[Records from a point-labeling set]
----
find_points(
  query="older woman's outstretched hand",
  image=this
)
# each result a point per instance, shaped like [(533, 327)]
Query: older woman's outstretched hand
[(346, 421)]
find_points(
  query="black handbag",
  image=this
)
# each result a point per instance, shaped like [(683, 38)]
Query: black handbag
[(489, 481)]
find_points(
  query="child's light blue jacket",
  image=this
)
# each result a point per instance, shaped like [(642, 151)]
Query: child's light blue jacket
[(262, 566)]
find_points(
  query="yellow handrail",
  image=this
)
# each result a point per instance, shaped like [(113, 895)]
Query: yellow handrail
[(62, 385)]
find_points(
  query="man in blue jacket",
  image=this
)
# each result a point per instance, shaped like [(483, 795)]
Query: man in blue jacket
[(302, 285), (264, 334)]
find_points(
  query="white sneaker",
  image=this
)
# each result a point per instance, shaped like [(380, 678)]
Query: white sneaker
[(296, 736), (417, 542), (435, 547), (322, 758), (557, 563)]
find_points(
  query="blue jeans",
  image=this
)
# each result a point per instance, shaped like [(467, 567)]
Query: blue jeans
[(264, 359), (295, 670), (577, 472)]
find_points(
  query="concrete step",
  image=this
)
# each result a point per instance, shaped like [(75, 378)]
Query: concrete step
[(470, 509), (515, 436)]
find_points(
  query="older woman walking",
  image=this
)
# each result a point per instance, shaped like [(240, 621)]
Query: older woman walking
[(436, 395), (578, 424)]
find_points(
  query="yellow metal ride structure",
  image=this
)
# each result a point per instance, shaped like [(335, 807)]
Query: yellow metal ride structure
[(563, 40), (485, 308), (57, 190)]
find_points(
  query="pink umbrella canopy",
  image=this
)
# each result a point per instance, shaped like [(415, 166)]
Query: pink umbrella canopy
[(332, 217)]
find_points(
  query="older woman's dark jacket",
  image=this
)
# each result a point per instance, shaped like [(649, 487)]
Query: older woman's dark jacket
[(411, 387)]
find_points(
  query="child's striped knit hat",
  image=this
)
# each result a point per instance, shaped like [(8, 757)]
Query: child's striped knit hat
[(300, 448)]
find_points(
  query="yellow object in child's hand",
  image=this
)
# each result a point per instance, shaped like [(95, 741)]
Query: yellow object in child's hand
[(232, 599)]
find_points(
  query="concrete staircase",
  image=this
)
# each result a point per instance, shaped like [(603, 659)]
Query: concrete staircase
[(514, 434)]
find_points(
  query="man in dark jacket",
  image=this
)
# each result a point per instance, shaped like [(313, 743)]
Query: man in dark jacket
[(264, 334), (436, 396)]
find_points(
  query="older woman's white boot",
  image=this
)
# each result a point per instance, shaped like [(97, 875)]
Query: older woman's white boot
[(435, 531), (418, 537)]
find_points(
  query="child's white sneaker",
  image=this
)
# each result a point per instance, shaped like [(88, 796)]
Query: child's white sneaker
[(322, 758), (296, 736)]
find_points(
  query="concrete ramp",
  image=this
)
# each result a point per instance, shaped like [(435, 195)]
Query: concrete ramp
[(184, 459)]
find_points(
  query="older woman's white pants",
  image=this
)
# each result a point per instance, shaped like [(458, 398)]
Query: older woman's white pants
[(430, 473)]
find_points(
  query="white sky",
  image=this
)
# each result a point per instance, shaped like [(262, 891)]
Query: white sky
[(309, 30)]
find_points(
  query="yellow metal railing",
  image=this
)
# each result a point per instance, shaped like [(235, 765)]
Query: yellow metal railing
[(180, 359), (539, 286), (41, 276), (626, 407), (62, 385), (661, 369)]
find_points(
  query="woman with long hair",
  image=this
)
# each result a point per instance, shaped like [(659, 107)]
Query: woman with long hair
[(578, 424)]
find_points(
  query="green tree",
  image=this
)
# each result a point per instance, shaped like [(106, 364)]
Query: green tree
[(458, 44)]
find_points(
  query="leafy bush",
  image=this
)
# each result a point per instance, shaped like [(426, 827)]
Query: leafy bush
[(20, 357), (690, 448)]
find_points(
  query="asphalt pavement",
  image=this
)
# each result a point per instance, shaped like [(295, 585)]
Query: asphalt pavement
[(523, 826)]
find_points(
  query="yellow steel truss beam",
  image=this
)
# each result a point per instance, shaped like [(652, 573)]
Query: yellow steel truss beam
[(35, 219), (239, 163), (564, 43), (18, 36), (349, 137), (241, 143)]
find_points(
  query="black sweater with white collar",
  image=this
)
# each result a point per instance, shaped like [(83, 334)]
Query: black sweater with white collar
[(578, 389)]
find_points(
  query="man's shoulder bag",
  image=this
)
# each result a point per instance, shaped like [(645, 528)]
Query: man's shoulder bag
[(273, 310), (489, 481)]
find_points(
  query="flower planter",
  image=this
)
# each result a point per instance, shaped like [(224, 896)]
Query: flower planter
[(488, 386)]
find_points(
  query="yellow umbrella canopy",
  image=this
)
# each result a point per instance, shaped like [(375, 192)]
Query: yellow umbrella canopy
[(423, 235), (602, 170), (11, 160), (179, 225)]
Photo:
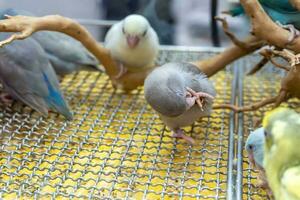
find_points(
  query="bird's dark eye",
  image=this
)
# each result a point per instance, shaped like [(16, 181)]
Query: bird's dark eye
[(145, 32)]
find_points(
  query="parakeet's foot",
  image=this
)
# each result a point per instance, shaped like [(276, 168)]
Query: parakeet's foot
[(294, 32), (180, 134), (196, 97), (122, 70), (6, 98)]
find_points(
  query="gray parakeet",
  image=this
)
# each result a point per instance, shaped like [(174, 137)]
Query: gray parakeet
[(282, 154), (133, 44), (27, 75), (66, 54), (181, 94)]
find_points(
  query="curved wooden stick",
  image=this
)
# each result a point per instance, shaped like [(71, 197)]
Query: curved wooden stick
[(258, 66), (262, 26), (212, 65), (235, 40), (227, 106)]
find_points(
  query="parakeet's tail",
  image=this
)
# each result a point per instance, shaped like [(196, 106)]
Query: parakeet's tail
[(55, 100), (236, 11)]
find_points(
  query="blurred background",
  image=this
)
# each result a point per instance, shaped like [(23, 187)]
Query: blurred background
[(177, 22)]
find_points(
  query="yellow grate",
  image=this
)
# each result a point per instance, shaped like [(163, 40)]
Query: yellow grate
[(116, 147)]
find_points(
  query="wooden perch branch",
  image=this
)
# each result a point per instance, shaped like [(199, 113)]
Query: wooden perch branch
[(262, 26), (216, 63), (290, 84)]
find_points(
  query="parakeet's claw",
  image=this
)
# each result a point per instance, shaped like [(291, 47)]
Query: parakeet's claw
[(6, 98), (180, 134), (198, 97), (294, 32), (122, 70)]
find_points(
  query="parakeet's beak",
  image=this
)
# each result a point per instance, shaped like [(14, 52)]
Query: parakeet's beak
[(132, 41)]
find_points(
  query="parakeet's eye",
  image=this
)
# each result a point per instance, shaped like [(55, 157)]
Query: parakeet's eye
[(145, 32)]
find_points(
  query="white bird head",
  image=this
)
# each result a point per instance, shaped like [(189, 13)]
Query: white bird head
[(135, 28)]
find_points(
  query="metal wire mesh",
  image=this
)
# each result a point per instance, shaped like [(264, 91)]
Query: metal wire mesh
[(116, 147), (265, 83)]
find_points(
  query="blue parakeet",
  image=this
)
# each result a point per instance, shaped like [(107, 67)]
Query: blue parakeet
[(281, 153), (255, 149), (27, 75), (66, 54)]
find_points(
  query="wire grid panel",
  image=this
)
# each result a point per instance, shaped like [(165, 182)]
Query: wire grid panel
[(116, 147), (265, 83)]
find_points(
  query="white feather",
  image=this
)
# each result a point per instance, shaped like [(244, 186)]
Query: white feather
[(143, 55)]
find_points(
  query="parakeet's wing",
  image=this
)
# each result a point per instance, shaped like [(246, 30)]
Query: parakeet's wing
[(112, 35), (28, 75), (65, 48), (290, 183), (196, 79), (65, 53)]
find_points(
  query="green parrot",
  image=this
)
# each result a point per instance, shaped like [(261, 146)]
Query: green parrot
[(282, 153)]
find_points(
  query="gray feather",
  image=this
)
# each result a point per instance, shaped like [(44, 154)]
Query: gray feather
[(165, 91), (23, 65), (66, 54)]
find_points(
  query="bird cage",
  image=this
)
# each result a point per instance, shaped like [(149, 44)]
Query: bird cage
[(116, 147)]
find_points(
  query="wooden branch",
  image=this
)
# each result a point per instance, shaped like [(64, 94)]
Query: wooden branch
[(258, 66), (262, 26), (226, 106)]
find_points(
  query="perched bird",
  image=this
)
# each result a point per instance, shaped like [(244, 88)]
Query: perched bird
[(255, 149), (281, 154), (133, 44), (174, 90), (27, 75), (66, 54), (280, 11)]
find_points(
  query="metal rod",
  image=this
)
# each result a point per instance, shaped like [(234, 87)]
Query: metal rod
[(231, 145), (213, 23), (240, 139)]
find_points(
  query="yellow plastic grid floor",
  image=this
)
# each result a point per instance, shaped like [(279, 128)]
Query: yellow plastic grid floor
[(116, 147)]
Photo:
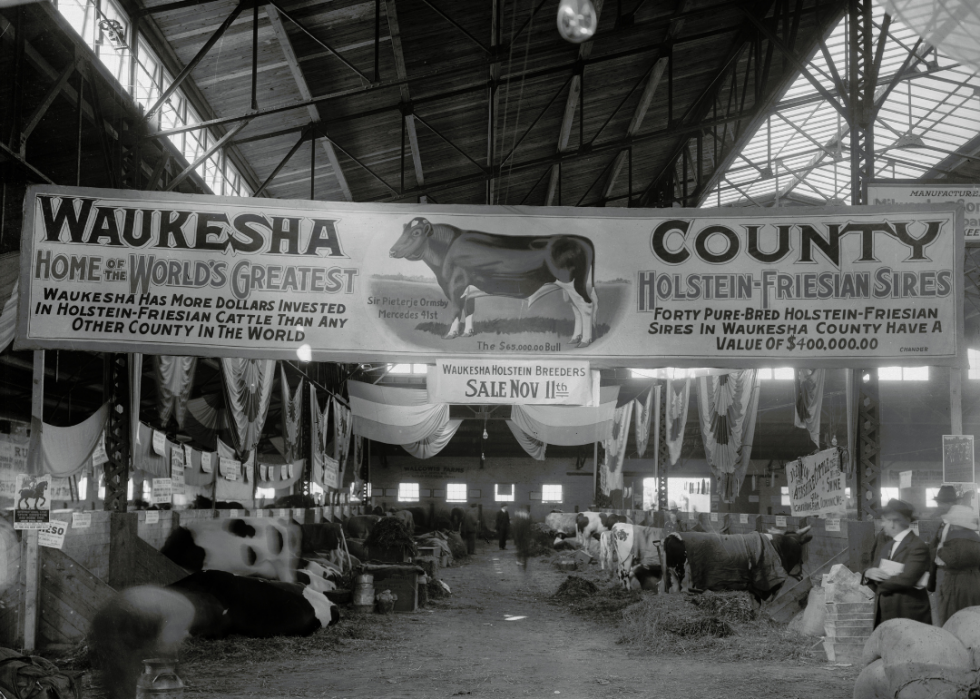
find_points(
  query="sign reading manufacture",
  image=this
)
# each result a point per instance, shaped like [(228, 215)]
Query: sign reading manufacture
[(124, 271), (501, 381)]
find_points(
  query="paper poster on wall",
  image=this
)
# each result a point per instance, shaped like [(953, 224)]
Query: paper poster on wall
[(159, 443), (53, 536), (958, 463), (161, 491), (743, 288), (177, 470), (32, 501), (817, 486)]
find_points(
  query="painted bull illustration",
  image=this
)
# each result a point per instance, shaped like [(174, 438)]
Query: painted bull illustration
[(471, 264)]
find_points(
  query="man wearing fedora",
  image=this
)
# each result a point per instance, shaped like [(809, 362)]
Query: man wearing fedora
[(955, 556), (903, 562)]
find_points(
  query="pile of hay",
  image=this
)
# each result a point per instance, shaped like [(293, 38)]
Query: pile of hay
[(724, 625), (728, 606), (575, 587)]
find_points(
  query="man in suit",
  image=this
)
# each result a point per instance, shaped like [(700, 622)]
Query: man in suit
[(503, 526), (899, 595)]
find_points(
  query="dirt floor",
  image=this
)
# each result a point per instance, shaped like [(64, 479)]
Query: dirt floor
[(496, 636)]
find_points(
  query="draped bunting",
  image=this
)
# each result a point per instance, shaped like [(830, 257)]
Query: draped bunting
[(248, 390), (676, 409), (534, 447), (174, 377), (292, 415), (727, 408), (615, 449), (434, 443), (325, 467), (64, 451), (643, 410), (342, 426), (394, 415), (568, 425), (809, 400)]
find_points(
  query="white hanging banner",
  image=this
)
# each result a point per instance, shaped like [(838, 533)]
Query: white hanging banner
[(163, 273), (817, 485), (501, 381)]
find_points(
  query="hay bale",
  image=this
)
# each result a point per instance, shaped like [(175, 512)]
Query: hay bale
[(575, 587)]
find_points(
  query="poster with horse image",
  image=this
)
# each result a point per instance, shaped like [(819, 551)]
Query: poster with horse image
[(33, 502), (121, 271)]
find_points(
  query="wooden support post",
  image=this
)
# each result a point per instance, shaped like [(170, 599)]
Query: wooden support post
[(32, 566), (956, 400)]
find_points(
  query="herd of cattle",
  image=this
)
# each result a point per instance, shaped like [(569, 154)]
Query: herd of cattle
[(264, 577), (652, 558)]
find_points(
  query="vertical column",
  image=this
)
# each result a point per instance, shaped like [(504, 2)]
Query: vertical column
[(117, 468), (869, 447)]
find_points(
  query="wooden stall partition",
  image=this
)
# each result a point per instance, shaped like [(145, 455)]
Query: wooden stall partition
[(70, 595)]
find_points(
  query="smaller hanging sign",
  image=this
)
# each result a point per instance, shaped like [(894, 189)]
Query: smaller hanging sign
[(159, 443), (161, 492), (53, 536)]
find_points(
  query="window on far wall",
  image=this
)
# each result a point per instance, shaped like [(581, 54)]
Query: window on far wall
[(408, 492), (503, 493), (907, 373), (551, 493)]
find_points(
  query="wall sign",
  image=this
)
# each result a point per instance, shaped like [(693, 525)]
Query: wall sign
[(958, 463), (122, 271), (817, 485), (502, 381)]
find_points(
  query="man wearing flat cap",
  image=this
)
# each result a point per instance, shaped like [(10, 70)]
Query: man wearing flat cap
[(955, 556), (900, 576)]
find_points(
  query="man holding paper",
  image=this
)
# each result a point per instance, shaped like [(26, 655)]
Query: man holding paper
[(900, 578)]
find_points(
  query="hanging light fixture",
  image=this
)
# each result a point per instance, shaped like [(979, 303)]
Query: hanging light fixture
[(577, 20)]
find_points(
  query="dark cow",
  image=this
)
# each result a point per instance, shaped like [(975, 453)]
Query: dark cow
[(594, 523), (758, 563), (469, 264), (359, 526)]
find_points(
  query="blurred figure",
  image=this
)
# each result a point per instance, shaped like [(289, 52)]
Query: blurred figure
[(522, 536)]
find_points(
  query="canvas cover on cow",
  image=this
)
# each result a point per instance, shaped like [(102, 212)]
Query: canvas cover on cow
[(256, 547), (733, 562)]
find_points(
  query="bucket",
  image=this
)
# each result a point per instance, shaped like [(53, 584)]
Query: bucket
[(159, 680), (364, 593)]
----
- [Task description]
Count the lines in the records above that contain the string "wearing", and give only the number.

- [Complete output]
4